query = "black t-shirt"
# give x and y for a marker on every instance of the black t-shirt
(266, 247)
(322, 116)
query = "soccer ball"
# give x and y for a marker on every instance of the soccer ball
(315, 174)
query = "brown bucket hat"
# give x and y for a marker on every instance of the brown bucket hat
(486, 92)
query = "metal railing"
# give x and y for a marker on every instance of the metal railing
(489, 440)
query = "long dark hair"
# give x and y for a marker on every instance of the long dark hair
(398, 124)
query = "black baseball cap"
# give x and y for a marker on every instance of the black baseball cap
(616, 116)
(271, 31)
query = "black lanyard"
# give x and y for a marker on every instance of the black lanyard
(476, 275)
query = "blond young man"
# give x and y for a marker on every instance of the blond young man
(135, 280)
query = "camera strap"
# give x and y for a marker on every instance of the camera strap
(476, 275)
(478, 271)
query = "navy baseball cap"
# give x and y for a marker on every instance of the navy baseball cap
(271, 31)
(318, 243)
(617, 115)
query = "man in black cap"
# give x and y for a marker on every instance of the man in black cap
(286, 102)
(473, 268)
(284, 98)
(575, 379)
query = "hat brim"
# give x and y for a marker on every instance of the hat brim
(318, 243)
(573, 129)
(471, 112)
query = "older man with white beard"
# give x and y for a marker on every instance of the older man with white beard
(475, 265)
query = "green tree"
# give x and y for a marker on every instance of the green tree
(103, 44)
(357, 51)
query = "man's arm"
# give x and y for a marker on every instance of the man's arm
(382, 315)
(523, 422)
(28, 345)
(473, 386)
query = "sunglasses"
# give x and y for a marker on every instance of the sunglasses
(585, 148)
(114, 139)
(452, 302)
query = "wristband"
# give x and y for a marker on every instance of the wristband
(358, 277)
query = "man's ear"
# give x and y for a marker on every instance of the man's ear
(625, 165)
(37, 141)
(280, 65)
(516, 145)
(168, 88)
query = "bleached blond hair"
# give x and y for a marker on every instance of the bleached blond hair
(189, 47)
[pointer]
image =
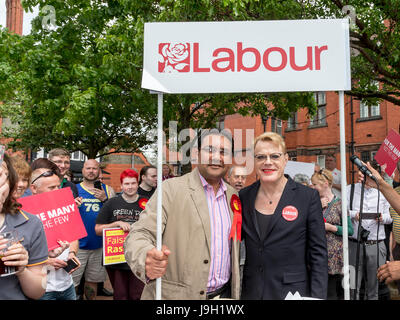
--*--
## Problem description:
In transcribing the listing, keep each word as it is and drop the pictures.

## Answer section:
query = "black t-shirt"
# give x and y for a marker on every instance of the black t-shirt
(266, 247)
(322, 116)
query = "soccer ball"
# give x and y for a marker on every instance of the soccer ball
(315, 174)
query = "brown bucket hat"
# give x and y for a marker on every instance of the brown bucket hat
(486, 92)
query = "metal railing"
# give x and y for a marker on every instance of the metal railing
(489, 440)
query = "long dark hair"
# give x and y for a marker on every instance of the long dark hair
(398, 124)
query = "black baseball cap"
# give x and y for a marker on every instance of the black baseball cap
(616, 116)
(271, 31)
query = "black lanyard"
# give x and y for a marker on every instance of the black lanyard
(476, 275)
query = "blond young man"
# give x and y for a marker on every instance of the blond young man
(135, 280)
query = "camera strap"
# give x and y for a marker on every instance of the camera strap
(476, 275)
(478, 271)
query = "navy baseball cap"
# give x and y for a marker on every instance of the navy baseball cap
(271, 31)
(318, 243)
(617, 115)
query = "man in black cap"
# give x and y for a marker on every instance of the man in black cap
(286, 102)
(473, 268)
(284, 98)
(575, 379)
query = "hat brim"
# give x and y for a marker on every instance of the hat brim
(318, 243)
(573, 129)
(471, 112)
query = "older man with white beard"
# give x and y for a marker on every instance of the older man with white beard
(475, 265)
query = "green tree"
# give x and y for a marker on every instance of the green tree
(103, 44)
(357, 51)
query = "man's arm"
# give x and y for a marker on every instance of the man's arm
(382, 315)
(523, 422)
(28, 345)
(473, 386)
query = "sunglasses"
# give x and y for a marker on every instance of the sunglasses
(585, 148)
(114, 139)
(452, 302)
query = "wristband"
# give x and y for a marker on every instance of the wristband
(358, 277)
query = "man's ear"
# give x and y for a marker on every instance of the man's ear
(625, 165)
(37, 141)
(280, 65)
(516, 145)
(168, 88)
query = "bleached blond hair"
# give x and y for a marker on every instance of the bleached blond hair
(189, 47)
[pointer]
image =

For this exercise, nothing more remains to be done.